## ARTICLE
+++++
To further support your point that dungeon crawling wasn't absent (but that it wasn't everything). Griffin Mountain was published before The Big Rubble and it included small underground areas; iir there was a troll tomb, a tomb that might have been in a cemetery of one of the three Citadel towns, and of course the cave complex griffin lair at the top of the eponymouos Griffin Mountain. But the dungeon-y stuff was probably 5-10% of the supplement. Most of Griffin Mountain was wilderness travel and exploration not dungeon crawling. Then there was Snake Pipe Hollow (which came out well before Griffin Mountain and The Big Rubble was published) was a total dungeon crawl, albeit in a cavern complex of somewhat limited size and with nary a 20'x20' room in sight. Apple Lane was an above ground village that was totally statted up and had adventure hooks including a bandit troll and trollkin lair in cave complex not far from the hamlet. Even before all that there was Balastor's Barracks (published in 1978 the RQ1 days) which was set in the Big Rubble before the Big Rubble was published. Though my recollection was that BB was pretty lame being just barely above the level of a randomly generated dungeon. It was old though, it predated RQ2 and Cults of Prax. As I recall the Humakt area of the barracks had undead guardians. A thing that later publications would show as anathema to the cult.
Quote from: Bren;971862A part? Sure. As big a part? Didn't seem to be the case. Take your example. Pavis was a city. The Big Rubble was the ruined part of the former city where the dungeon stuff was. Pavis was full of city locations and urban intrigue. The Rubble was full of ruins, dungeons, trolls, and some really weird stuff. And outside of Pavis was all of Prax which had supplements of its own -- although those included a tower with a literal dungeon and a cave complex or two.
The various anecdotes of the development of Runequest highlight that Stafford ran a roleplaying heavy campaign in Glorantha and Perrin ran a more D&Dish style campaign focused on Pavis and the Big Rubble. Of course when it came to publishing stuff it going to be a blend so Pavis has a lot of roleplaying elements, and Dragon Pass has various "dungeons" to explore for example the Rainbow Caves of Apple Lane.
+++++
## INFORMATION SHOWN
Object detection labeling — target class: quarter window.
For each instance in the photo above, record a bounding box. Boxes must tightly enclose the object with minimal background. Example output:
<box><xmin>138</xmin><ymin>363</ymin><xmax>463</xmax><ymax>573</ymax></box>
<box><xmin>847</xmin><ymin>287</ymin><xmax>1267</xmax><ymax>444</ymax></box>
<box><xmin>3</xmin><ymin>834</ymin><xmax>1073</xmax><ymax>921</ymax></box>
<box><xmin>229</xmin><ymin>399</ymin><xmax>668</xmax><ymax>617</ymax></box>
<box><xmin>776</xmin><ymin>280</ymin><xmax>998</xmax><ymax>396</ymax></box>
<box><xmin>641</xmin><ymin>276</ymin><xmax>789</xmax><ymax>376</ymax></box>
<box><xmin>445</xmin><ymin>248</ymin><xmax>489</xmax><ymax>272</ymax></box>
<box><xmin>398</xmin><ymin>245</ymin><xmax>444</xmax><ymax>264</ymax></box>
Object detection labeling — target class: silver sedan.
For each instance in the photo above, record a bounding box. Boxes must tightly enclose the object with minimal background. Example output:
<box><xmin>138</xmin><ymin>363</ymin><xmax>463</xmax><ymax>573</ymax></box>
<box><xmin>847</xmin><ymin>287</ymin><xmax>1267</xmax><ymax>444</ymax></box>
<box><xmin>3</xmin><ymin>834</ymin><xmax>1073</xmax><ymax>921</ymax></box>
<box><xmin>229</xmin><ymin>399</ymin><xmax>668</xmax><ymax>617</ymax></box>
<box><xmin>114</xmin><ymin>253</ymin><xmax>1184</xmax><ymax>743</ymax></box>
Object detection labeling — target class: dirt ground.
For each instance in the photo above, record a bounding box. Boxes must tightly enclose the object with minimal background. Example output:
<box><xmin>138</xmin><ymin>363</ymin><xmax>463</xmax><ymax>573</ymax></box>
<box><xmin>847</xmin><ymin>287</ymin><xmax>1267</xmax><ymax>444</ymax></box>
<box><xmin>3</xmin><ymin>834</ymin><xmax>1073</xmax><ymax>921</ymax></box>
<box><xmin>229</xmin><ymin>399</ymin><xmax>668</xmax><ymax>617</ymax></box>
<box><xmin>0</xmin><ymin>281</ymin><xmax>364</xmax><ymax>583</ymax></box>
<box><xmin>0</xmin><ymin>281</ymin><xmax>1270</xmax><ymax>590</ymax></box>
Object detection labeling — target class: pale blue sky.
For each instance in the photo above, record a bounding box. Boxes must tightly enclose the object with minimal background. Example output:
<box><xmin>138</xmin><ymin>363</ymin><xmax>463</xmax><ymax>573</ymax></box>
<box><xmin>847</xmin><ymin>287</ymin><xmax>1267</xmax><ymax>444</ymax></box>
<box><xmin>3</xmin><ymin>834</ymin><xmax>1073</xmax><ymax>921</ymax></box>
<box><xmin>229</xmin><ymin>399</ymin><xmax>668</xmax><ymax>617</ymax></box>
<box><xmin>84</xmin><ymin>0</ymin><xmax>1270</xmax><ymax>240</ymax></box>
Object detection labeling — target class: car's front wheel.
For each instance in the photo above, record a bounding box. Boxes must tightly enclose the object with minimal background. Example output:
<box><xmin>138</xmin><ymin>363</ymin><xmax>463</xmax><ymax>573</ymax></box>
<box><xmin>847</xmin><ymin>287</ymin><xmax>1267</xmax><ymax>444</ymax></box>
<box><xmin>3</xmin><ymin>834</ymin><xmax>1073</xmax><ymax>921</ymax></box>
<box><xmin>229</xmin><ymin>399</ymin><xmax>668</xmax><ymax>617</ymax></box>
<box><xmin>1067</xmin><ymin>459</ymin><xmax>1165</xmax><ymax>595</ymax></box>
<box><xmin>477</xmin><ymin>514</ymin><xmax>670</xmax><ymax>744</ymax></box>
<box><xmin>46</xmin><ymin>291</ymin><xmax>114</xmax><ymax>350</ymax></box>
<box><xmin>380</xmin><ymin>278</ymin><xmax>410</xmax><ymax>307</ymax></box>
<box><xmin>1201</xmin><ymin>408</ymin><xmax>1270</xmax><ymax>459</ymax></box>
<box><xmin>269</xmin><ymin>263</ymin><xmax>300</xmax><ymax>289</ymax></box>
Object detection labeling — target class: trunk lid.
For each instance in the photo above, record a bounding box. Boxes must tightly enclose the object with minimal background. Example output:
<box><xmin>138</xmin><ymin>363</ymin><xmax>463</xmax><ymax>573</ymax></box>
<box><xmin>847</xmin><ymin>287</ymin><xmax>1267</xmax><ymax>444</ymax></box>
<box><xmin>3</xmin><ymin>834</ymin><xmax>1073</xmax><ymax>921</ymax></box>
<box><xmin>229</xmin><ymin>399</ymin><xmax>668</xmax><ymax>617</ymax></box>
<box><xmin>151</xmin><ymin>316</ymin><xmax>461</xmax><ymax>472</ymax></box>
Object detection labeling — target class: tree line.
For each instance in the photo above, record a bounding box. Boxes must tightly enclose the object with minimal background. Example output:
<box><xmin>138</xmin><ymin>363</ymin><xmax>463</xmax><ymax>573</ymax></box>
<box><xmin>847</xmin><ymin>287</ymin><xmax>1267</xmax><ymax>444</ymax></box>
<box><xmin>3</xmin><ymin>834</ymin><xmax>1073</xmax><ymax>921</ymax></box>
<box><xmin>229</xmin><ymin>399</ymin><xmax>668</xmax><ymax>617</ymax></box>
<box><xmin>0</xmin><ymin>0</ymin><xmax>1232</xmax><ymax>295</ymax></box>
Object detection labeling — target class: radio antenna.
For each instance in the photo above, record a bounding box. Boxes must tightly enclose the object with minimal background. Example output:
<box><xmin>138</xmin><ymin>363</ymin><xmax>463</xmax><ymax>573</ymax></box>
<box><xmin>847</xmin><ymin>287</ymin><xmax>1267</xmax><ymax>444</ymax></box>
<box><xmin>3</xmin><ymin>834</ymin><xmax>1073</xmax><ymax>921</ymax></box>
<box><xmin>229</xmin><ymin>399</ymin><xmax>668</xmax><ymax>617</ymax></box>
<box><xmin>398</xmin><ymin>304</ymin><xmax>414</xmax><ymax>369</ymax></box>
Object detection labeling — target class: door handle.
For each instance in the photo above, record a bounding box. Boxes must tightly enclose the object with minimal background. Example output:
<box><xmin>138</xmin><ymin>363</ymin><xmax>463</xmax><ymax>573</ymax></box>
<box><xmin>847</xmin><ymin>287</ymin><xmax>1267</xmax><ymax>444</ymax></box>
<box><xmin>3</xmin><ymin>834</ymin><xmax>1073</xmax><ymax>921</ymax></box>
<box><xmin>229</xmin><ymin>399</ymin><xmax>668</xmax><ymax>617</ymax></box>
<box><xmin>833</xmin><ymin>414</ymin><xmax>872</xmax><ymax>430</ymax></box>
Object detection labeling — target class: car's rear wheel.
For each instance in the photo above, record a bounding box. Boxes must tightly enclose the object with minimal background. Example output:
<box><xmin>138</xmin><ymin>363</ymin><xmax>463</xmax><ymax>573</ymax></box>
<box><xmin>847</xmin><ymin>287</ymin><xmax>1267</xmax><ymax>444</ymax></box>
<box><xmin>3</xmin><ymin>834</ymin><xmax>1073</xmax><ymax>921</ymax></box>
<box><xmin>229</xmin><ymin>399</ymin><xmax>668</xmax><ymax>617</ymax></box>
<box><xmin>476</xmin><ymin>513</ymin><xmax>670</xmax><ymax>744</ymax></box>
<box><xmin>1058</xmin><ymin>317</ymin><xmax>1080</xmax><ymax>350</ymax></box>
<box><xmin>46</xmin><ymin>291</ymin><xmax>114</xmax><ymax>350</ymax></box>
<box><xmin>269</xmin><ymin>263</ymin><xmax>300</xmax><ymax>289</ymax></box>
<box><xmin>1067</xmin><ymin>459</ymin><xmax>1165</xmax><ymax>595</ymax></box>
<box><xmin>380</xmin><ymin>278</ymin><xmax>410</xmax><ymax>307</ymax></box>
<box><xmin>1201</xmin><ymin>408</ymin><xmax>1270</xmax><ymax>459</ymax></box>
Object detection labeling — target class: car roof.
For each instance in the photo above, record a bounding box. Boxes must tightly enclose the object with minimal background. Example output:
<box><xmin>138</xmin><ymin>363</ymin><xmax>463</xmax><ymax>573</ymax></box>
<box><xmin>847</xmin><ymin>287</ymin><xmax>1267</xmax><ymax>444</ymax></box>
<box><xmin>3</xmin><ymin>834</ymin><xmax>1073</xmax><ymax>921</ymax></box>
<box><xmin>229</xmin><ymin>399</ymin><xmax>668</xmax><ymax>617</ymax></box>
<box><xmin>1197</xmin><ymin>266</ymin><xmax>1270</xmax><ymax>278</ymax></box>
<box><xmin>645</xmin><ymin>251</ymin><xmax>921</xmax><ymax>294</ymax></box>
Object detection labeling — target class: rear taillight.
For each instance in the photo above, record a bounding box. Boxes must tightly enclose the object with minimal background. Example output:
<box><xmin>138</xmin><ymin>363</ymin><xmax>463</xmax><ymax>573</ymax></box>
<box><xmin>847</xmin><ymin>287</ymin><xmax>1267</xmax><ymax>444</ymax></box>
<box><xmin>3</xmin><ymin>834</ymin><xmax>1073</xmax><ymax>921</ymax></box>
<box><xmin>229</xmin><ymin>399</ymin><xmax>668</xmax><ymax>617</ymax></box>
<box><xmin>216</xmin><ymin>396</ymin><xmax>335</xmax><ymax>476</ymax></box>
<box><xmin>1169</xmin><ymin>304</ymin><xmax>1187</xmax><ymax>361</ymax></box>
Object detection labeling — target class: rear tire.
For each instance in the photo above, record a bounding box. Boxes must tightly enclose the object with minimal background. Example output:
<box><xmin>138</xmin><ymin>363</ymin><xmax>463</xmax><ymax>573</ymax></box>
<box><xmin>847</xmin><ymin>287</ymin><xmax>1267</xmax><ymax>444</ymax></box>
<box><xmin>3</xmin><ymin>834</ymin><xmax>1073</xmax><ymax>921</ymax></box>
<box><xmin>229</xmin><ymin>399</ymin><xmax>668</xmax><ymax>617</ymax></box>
+++++
## WHAT THE EXERCISE ASKS
In the forum post about RuneQuest above, what year was Balastor's Barracks published?

## SOLVED EXERCISE
1978